== Selected excerpt ==
Anxiety and depression symptoms were assessed using the Portuguese versions of the PHQ-9 (for depressive symptoms) and GAD-7 (for anxiety symptoms) questionnaires.

Ricardo Gusmão points out that “these instruments do not allow us to establish a diagnosis of depression or anxiety (diseases), but more so the presence and severity of symptoms of these pathologies, allowing the attribution of a score. Unfortunately, the profusion of studies that have appeared on the impact of the COVID-19 pandemic on ‘mental health’ often present an unsatisfactory methodological and conceptual quality, often due to the inadequacy of the assessment instruments in relation to the population under analysis, and the irrelevance of the results, which do not allow to ascertain needs in ‘mental health’ that can be matched from a public health perspective.”

“In our study, adequate instruments were used to measure depressive and anxious symptomatology in this population, through an online survey. The cut-off point used for the case definition corresponds to a very high probability of finding students with an absence of ‘mental health’ and in need of intervention,” he explains.

The findings

The majority of the 366 research participants had an average age of 22 and were female (71.3%).

In an initial period, there was an increase in anxiety symptoms, which then remained constant. However, between October 2019 and March 2021, there was a significant rise in depression symptoms in this sample. In 2021, almost half of the students showed symptoms of moderate to severe depression.

== Point localization data ==
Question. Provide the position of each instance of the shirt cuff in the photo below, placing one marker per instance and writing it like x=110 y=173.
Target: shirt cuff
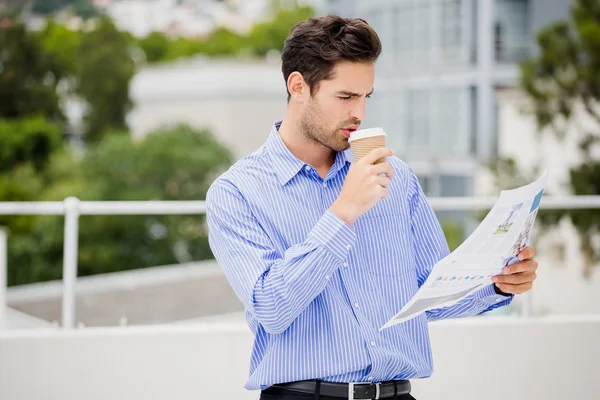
x=488 y=296
x=334 y=234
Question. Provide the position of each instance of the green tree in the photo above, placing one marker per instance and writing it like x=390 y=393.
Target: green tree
x=85 y=9
x=28 y=76
x=563 y=85
x=169 y=164
x=61 y=45
x=271 y=35
x=105 y=69
x=224 y=42
x=29 y=140
x=155 y=46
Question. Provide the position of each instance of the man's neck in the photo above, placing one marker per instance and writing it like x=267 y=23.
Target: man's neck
x=311 y=152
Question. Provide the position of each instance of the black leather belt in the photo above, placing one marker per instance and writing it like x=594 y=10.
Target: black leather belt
x=351 y=391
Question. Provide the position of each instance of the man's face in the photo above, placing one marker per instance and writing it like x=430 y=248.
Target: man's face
x=338 y=107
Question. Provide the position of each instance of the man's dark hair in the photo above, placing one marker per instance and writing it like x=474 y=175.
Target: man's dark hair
x=315 y=46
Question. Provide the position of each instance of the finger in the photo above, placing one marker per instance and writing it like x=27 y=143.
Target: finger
x=383 y=169
x=523 y=266
x=514 y=289
x=383 y=192
x=527 y=253
x=383 y=181
x=375 y=155
x=515 y=279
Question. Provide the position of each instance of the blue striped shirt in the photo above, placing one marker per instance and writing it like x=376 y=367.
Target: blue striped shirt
x=316 y=290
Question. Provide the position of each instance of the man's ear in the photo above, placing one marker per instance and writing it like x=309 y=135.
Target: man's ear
x=297 y=86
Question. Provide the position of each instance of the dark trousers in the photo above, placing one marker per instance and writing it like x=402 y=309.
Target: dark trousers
x=281 y=395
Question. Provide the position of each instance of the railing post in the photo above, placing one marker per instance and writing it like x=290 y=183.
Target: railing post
x=527 y=308
x=70 y=253
x=3 y=276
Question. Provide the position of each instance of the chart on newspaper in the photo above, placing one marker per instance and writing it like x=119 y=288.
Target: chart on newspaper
x=504 y=232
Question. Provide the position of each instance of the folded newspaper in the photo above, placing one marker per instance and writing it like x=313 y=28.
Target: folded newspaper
x=500 y=237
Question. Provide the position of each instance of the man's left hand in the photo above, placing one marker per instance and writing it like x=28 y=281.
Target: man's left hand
x=518 y=278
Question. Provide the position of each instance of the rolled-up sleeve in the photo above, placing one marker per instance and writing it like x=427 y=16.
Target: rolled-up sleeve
x=276 y=288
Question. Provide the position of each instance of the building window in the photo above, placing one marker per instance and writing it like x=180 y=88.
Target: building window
x=419 y=117
x=451 y=30
x=451 y=114
x=402 y=31
x=422 y=31
x=511 y=30
x=454 y=186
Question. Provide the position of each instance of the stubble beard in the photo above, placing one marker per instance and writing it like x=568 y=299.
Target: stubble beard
x=314 y=131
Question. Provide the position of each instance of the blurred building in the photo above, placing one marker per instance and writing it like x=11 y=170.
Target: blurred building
x=192 y=18
x=436 y=82
x=237 y=100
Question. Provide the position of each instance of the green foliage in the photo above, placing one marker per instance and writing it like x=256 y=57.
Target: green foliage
x=271 y=35
x=105 y=69
x=224 y=42
x=85 y=9
x=29 y=140
x=28 y=76
x=262 y=38
x=61 y=46
x=563 y=84
x=169 y=164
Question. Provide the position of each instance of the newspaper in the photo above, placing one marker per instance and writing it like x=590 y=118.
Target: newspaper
x=500 y=237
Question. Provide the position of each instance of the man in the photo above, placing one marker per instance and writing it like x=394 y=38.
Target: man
x=323 y=250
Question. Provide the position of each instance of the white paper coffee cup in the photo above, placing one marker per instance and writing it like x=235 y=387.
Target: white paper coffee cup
x=363 y=141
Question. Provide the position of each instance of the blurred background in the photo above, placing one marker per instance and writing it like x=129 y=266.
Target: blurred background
x=138 y=100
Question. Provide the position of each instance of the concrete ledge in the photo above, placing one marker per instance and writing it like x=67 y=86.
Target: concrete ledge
x=493 y=358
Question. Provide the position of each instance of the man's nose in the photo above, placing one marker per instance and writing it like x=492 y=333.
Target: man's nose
x=359 y=109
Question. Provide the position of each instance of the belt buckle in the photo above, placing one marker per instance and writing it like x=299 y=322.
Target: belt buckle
x=351 y=389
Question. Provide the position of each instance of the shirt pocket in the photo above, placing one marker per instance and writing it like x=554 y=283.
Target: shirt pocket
x=385 y=244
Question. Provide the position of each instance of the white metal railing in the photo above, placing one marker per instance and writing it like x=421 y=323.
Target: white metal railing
x=72 y=208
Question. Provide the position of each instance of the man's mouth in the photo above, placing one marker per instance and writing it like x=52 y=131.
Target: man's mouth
x=348 y=131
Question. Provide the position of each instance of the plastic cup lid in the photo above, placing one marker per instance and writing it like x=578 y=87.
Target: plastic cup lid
x=365 y=133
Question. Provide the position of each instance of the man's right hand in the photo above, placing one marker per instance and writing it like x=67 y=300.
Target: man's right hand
x=364 y=186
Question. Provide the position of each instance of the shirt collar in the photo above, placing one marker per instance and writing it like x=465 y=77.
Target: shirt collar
x=287 y=165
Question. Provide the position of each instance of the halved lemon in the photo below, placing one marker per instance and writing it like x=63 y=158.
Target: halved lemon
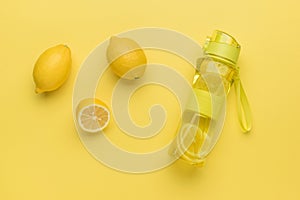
x=93 y=115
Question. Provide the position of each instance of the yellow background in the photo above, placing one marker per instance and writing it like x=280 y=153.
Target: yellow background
x=41 y=156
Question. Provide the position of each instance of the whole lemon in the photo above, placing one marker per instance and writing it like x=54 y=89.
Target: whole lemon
x=126 y=58
x=52 y=68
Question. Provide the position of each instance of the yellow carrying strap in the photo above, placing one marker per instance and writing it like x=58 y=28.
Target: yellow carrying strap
x=243 y=107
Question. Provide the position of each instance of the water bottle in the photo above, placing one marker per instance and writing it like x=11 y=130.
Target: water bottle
x=216 y=72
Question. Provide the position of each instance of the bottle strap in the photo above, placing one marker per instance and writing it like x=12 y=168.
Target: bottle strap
x=243 y=107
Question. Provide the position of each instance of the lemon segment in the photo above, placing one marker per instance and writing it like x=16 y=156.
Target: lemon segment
x=52 y=68
x=92 y=115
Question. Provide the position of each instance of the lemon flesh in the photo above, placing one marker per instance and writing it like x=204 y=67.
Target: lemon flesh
x=92 y=115
x=127 y=59
x=52 y=68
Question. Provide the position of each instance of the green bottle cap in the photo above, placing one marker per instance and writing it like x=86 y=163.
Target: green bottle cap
x=224 y=46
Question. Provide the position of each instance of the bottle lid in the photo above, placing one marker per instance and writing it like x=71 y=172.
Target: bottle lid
x=223 y=45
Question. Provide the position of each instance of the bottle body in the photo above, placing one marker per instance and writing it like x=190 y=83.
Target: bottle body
x=196 y=137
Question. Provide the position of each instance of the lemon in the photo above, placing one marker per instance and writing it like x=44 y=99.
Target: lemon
x=126 y=58
x=93 y=115
x=52 y=68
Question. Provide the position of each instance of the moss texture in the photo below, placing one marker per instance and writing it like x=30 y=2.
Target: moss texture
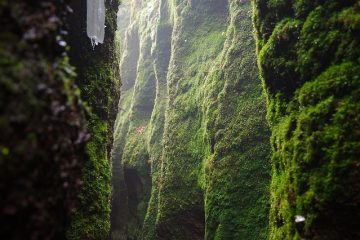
x=43 y=135
x=202 y=112
x=98 y=78
x=309 y=60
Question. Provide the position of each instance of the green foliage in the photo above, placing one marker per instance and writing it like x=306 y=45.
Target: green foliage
x=98 y=78
x=309 y=60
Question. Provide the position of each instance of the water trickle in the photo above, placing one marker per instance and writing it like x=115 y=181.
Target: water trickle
x=96 y=21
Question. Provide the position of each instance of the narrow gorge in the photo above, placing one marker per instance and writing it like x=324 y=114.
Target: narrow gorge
x=180 y=119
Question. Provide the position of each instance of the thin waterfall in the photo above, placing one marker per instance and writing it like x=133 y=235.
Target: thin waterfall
x=96 y=21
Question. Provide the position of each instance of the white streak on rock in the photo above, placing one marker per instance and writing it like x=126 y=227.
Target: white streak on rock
x=96 y=21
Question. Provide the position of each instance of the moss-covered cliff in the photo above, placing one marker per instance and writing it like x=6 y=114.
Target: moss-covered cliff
x=191 y=116
x=309 y=60
x=99 y=80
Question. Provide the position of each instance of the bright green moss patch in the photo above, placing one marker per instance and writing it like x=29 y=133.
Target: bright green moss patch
x=315 y=137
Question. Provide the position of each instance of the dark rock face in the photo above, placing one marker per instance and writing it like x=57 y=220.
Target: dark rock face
x=42 y=136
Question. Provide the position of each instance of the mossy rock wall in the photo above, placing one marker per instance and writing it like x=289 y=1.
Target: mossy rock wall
x=191 y=117
x=309 y=61
x=99 y=81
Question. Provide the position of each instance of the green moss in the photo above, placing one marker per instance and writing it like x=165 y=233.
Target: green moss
x=205 y=139
x=314 y=150
x=91 y=220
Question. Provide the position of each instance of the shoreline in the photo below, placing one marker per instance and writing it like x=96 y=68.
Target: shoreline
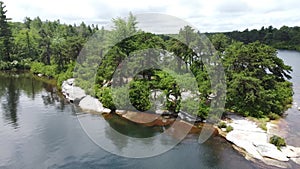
x=247 y=137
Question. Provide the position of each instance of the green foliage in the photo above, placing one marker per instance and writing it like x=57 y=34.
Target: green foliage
x=277 y=141
x=139 y=94
x=283 y=38
x=229 y=129
x=5 y=36
x=47 y=70
x=105 y=96
x=256 y=80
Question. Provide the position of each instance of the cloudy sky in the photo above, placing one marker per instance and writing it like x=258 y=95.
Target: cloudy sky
x=206 y=15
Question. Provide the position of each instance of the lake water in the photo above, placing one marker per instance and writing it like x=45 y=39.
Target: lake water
x=39 y=129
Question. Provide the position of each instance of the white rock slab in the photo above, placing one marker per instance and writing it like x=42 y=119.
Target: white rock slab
x=270 y=151
x=91 y=104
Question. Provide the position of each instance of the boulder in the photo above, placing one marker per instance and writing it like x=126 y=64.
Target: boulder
x=90 y=103
x=71 y=92
x=76 y=93
x=291 y=151
x=241 y=140
x=270 y=151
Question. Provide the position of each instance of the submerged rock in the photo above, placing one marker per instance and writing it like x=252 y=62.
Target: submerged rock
x=71 y=92
x=291 y=151
x=270 y=151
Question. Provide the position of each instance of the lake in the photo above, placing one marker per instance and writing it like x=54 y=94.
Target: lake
x=39 y=129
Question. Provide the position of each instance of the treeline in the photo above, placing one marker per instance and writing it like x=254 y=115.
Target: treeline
x=256 y=78
x=282 y=38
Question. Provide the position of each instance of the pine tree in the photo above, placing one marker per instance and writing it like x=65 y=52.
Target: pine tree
x=5 y=35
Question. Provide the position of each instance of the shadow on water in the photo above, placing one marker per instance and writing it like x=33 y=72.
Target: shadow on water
x=13 y=85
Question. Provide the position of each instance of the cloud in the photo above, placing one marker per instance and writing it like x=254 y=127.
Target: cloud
x=207 y=16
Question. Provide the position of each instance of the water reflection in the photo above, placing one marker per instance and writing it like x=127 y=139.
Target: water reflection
x=10 y=105
x=16 y=85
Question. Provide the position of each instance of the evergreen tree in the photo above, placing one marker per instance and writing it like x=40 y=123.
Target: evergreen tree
x=5 y=35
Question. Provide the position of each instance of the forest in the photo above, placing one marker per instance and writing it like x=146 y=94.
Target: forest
x=256 y=79
x=283 y=38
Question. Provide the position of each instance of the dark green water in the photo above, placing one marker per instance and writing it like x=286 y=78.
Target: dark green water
x=38 y=129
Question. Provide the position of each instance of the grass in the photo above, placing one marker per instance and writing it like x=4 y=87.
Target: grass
x=261 y=122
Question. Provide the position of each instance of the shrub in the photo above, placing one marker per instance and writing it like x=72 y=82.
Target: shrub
x=229 y=128
x=273 y=116
x=222 y=124
x=277 y=141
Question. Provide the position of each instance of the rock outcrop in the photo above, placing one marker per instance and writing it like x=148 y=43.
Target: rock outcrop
x=77 y=95
x=90 y=103
x=72 y=92
x=249 y=137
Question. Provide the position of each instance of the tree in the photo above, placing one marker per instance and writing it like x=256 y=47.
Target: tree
x=256 y=80
x=5 y=35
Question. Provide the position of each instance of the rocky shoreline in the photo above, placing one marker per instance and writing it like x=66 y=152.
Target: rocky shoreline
x=253 y=142
x=246 y=137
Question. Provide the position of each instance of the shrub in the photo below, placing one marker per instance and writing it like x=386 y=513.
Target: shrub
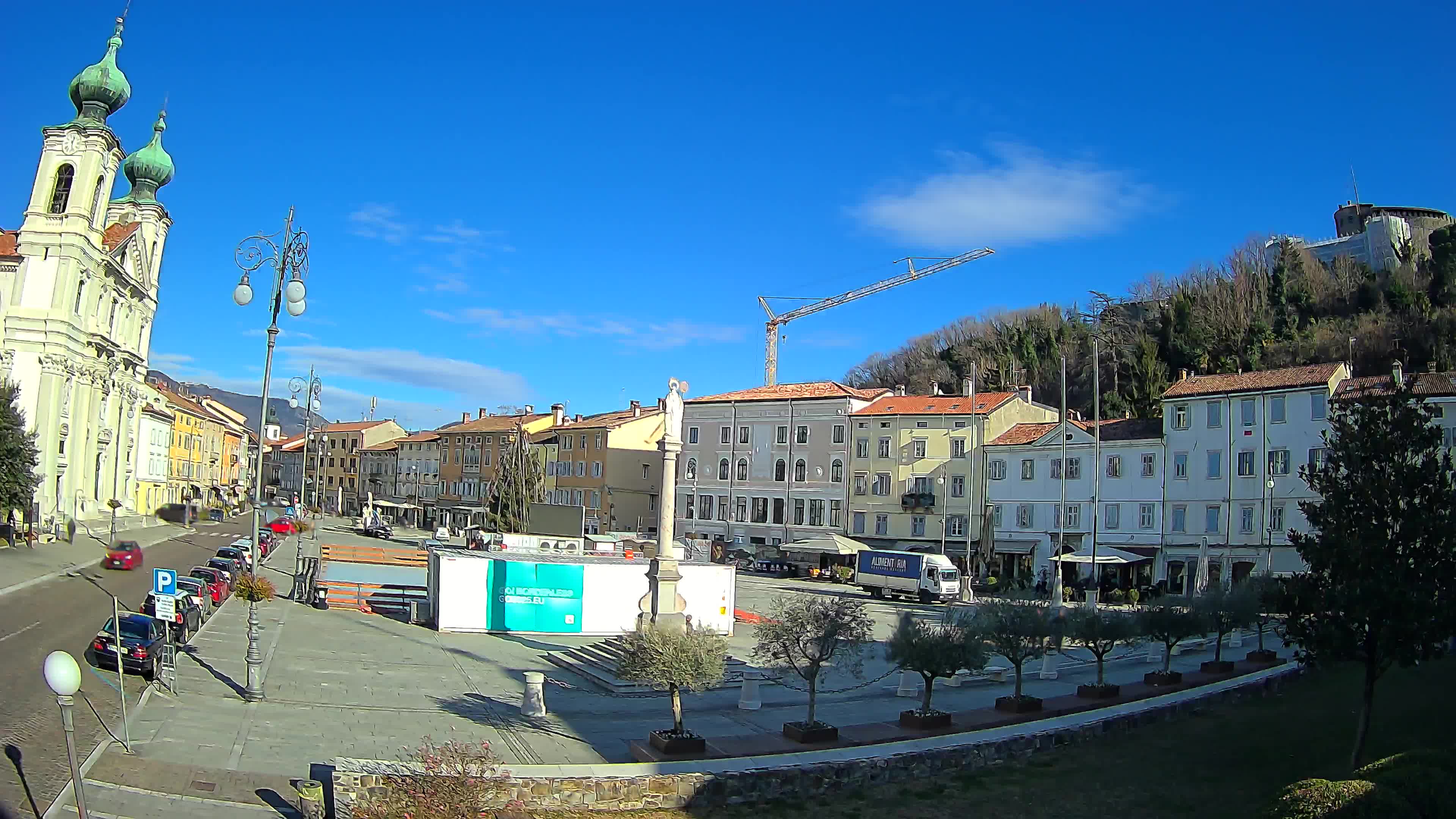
x=255 y=589
x=1349 y=799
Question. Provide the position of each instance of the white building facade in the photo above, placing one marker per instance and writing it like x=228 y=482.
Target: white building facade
x=728 y=482
x=81 y=292
x=1234 y=448
x=1116 y=500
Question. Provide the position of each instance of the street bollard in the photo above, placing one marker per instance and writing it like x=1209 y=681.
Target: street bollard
x=533 y=704
x=749 y=694
x=311 y=799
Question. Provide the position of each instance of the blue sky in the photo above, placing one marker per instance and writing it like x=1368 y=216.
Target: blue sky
x=538 y=203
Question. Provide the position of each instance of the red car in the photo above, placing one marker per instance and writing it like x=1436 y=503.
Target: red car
x=218 y=584
x=126 y=556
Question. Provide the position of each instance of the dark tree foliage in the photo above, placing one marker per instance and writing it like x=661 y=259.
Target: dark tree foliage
x=1381 y=586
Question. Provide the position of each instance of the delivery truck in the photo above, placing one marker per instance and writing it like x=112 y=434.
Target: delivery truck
x=912 y=575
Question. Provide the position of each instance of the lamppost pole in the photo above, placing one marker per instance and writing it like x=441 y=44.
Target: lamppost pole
x=287 y=254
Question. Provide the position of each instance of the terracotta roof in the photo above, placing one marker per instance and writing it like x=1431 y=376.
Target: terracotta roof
x=937 y=404
x=118 y=234
x=494 y=423
x=787 y=391
x=1113 y=430
x=608 y=420
x=1420 y=384
x=1289 y=378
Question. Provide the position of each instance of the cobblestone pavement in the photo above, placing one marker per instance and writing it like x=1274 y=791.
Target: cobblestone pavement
x=66 y=613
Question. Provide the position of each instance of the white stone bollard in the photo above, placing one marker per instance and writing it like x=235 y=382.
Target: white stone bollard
x=749 y=694
x=533 y=704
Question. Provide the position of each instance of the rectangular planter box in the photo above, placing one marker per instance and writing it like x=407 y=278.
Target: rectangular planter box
x=925 y=722
x=1024 y=706
x=799 y=732
x=678 y=744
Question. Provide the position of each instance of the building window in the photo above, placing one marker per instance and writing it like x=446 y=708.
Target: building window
x=1246 y=465
x=62 y=190
x=1279 y=463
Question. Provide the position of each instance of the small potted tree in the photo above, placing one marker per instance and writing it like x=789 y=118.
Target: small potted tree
x=670 y=661
x=1168 y=623
x=1224 y=611
x=1017 y=630
x=1100 y=632
x=804 y=633
x=932 y=651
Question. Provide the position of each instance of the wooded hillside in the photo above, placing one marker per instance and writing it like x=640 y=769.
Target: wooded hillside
x=1261 y=308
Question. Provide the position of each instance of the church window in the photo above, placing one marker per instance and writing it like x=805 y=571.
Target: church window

== Exercise objective ==
Condense the paragraph in the excerpt on students' anxiety and depression that begins "In an initial period" into a short bulleted list that keeps its main facts.

== Task answer ==
- Anxiety symptoms rose at first, then stayed constant.
- Depression symptoms rose significantly in the sample between October 2019 and March 2021.
- In 2021, almost half of the students had symptoms of moderate to severe depression.